What this task involves:
Every line with the string "silver" should be copied from the data.

Region pointing data
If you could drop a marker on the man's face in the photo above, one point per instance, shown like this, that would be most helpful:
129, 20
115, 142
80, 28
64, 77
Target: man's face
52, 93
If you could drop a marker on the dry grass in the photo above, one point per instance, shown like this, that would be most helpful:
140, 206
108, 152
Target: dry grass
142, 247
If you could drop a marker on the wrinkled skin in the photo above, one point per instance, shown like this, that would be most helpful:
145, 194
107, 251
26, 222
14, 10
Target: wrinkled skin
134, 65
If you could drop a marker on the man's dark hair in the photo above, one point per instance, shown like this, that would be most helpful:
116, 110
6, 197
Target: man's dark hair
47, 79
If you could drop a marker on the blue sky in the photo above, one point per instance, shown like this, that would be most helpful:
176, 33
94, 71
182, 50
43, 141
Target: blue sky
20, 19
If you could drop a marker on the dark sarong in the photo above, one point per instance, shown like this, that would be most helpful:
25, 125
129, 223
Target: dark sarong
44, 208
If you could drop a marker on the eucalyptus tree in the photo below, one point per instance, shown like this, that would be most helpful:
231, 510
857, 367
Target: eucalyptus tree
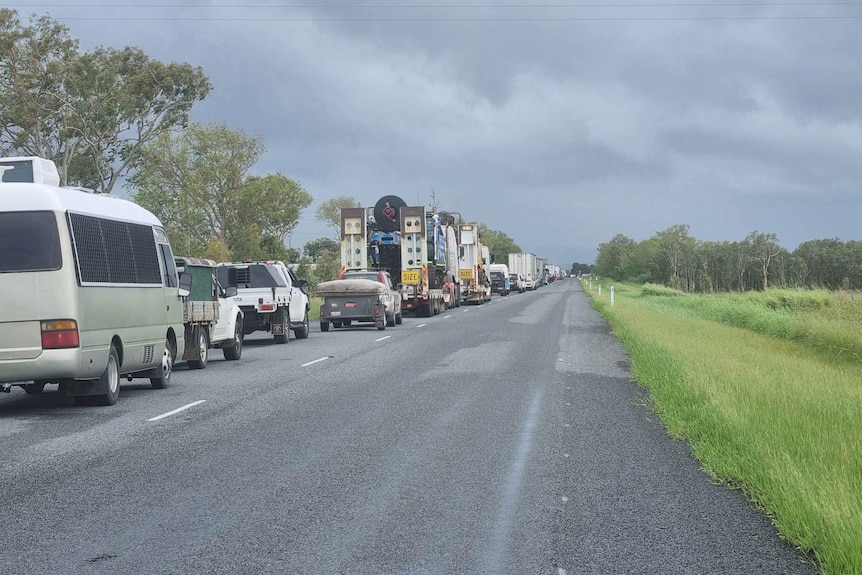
329, 212
90, 113
763, 248
197, 183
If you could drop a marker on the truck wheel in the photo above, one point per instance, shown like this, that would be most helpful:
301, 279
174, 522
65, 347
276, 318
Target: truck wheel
302, 332
234, 351
166, 368
200, 338
109, 379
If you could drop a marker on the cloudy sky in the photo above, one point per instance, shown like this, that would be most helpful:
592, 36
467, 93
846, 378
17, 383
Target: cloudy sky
559, 123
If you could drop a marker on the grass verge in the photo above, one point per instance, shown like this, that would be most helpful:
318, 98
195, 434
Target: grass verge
764, 398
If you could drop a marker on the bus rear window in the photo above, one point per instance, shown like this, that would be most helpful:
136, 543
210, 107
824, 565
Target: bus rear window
29, 242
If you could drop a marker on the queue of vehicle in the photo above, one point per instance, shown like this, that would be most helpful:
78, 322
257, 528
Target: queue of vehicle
94, 294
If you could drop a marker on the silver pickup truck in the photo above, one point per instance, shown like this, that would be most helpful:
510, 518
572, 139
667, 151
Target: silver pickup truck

Output of the exercise:
If you could drop a marker on the silver pickup truck in the photo above, one point per instance, shown like this, that would be most helpful:
Target: silver pickup truck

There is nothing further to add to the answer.